• What is being asked:
Each line below must be transcribed with no word changed.

(Items from a data source)
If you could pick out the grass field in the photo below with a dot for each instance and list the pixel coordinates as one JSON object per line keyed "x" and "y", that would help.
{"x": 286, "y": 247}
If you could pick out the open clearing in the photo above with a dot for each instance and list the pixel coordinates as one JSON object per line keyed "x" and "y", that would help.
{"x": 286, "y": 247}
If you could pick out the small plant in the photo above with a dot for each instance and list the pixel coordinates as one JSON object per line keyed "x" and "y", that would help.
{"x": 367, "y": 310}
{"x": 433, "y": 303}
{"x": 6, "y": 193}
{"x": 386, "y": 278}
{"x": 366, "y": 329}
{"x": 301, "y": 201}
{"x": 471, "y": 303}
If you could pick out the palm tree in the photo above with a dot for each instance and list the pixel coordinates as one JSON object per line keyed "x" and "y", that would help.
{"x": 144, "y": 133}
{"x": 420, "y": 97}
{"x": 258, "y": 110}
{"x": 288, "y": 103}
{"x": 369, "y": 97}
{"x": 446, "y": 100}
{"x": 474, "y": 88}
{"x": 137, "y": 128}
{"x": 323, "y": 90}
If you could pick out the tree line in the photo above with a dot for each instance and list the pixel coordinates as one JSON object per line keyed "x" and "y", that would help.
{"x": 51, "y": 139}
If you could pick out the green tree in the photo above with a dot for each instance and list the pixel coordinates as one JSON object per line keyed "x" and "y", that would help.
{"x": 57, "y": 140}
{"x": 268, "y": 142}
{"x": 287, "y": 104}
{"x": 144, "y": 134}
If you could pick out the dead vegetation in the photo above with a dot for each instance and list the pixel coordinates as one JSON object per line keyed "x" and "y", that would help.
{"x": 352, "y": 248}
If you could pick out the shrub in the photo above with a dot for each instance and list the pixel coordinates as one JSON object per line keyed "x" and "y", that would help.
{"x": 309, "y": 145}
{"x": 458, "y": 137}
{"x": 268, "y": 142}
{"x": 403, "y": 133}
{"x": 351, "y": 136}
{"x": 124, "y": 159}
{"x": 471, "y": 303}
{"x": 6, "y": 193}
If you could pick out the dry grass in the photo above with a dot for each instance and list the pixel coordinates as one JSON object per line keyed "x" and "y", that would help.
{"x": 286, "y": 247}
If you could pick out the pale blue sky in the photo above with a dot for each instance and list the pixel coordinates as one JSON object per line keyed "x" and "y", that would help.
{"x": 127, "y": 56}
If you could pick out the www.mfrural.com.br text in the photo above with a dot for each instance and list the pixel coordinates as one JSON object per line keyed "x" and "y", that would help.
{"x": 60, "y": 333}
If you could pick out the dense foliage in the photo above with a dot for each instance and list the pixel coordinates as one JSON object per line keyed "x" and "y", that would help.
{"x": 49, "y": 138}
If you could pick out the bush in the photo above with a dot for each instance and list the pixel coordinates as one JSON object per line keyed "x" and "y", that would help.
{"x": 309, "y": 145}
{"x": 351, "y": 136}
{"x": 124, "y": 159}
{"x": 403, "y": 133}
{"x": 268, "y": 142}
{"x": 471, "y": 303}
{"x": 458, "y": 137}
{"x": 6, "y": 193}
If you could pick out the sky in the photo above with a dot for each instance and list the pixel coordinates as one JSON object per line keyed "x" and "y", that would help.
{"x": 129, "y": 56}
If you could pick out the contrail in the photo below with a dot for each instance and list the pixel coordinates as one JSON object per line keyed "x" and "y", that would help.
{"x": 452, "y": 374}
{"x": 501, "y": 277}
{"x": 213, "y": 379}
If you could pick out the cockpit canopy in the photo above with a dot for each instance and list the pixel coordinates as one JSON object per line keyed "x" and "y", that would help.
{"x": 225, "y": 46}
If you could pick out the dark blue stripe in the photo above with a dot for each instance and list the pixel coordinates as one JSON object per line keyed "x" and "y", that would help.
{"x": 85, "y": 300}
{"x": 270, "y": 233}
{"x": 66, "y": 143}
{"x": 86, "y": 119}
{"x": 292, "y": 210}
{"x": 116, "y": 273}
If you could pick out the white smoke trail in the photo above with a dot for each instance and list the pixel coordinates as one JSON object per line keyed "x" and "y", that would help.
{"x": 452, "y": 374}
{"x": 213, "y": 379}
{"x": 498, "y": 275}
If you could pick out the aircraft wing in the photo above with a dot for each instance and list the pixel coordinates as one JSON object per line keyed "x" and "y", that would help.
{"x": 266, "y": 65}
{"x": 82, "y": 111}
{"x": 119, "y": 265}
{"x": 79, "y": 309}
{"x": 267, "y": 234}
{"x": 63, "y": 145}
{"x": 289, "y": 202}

• Output below:
If you could pick out the grass field in the photo below with a dot for each instance and list the pixel coordinates as one JSON object per line keyed "x" and "y", that would help.
{"x": 286, "y": 247}
If you could pick out the open clearing in the photo above with a dot for each instance and list the pixel coordinates as one JSON object per line keyed "x" and "y", that would help.
{"x": 286, "y": 247}
If you could pick out the small plant in the photo above with a dot for each instance and list the pixel coordinates as one JSON object per line keyed "x" and "y", that would help.
{"x": 367, "y": 310}
{"x": 433, "y": 303}
{"x": 6, "y": 193}
{"x": 386, "y": 278}
{"x": 366, "y": 329}
{"x": 301, "y": 201}
{"x": 471, "y": 303}
If you could pick out the palm tree in the photo above with a dot for each instance and list the pixel coordinates as one JSON object per line keyed "x" and "y", that would help.
{"x": 144, "y": 133}
{"x": 420, "y": 97}
{"x": 258, "y": 110}
{"x": 288, "y": 103}
{"x": 369, "y": 97}
{"x": 446, "y": 100}
{"x": 474, "y": 88}
{"x": 137, "y": 128}
{"x": 323, "y": 90}
If you could pick out the tree line in the photo above with a dot for each instance and list the pixel coordinates as one JSON object per line keyed "x" and "y", that would help.
{"x": 51, "y": 139}
If you could pick out the green tree in the photo above with a dot for each instance and list the pixel coordinates as one JSON object per line keyed "x" and "y", that would help.
{"x": 57, "y": 140}
{"x": 268, "y": 142}
{"x": 287, "y": 104}
{"x": 144, "y": 134}
If you could pick out the dead vegetation in the photo above with a dot for each instance and list the pixel coordinates as one JSON object per line keyed "x" and "y", that would help.
{"x": 352, "y": 248}
If you could pick out the shrub in the photo above with a dot for each instance and list the pixel coordinates as one JSON object per line keyed "x" and "y", that would help.
{"x": 309, "y": 145}
{"x": 458, "y": 137}
{"x": 268, "y": 142}
{"x": 403, "y": 133}
{"x": 351, "y": 136}
{"x": 124, "y": 159}
{"x": 471, "y": 303}
{"x": 6, "y": 193}
If you could pick out the dry grass in the photo above with a dot for each instance and list the pixel coordinates as one JSON object per line keyed "x" and "y", that would help.
{"x": 286, "y": 247}
If you could pick out the pale blue sky in the photo above with a dot for each instance and list the pixel coordinates as one JSON object per line keyed "x" and "y", that would help.
{"x": 127, "y": 56}
If you could pick out the www.mfrural.com.br text in the photo above with a dot for each instance and list the pixel coordinates as one JSON object per line keyed "x" and "y", that would help.
{"x": 60, "y": 333}
If you could pick out the dense foliage in the photo above with a dot for each instance and list the pixel coordinates as one JSON object per line keyed "x" and "y", that would help.
{"x": 49, "y": 138}
If you could pick out the bush in the photo above with a dot for each instance and list the pixel coordinates as one JSON object per line keyed "x" and "y", that would help.
{"x": 309, "y": 145}
{"x": 351, "y": 136}
{"x": 124, "y": 159}
{"x": 403, "y": 133}
{"x": 268, "y": 142}
{"x": 471, "y": 303}
{"x": 458, "y": 137}
{"x": 6, "y": 193}
If you could pick out the sky in the photo above with a dot for each instance and list the pixel coordinates as one JSON object per line keyed "x" and "y", that would help.
{"x": 129, "y": 56}
If you could pick out the contrail in the photo below with a dot for each instance and list the pixel coordinates as one JSON object per line keyed "x" and "y", that would help.
{"x": 452, "y": 374}
{"x": 501, "y": 277}
{"x": 213, "y": 379}
If you could pick out the cockpit canopy in the photo above with a dot for each instance and list the pixel coordinates as one JSON object per line keyed "x" and "y", that would help.
{"x": 225, "y": 46}
If you could pick out the dark blue stripe in the photo above with a dot for each instance and list the pixel coordinates as one JSON object per line keyed "x" and "y", that would help.
{"x": 85, "y": 300}
{"x": 270, "y": 233}
{"x": 66, "y": 143}
{"x": 86, "y": 119}
{"x": 292, "y": 210}
{"x": 116, "y": 273}
If you could pick out the white smoke trail in the photo above with a dot for each instance and list the pixel coordinates as one JSON object per line keyed "x" and "y", that would help.
{"x": 452, "y": 374}
{"x": 213, "y": 379}
{"x": 498, "y": 275}
If you could pick out the aircraft wing in the photo above with a dot for each instance and list the pixel coordinates as one JSON object per line keyed "x" and "y", that would help.
{"x": 266, "y": 65}
{"x": 82, "y": 111}
{"x": 119, "y": 265}
{"x": 79, "y": 309}
{"x": 267, "y": 234}
{"x": 63, "y": 145}
{"x": 289, "y": 202}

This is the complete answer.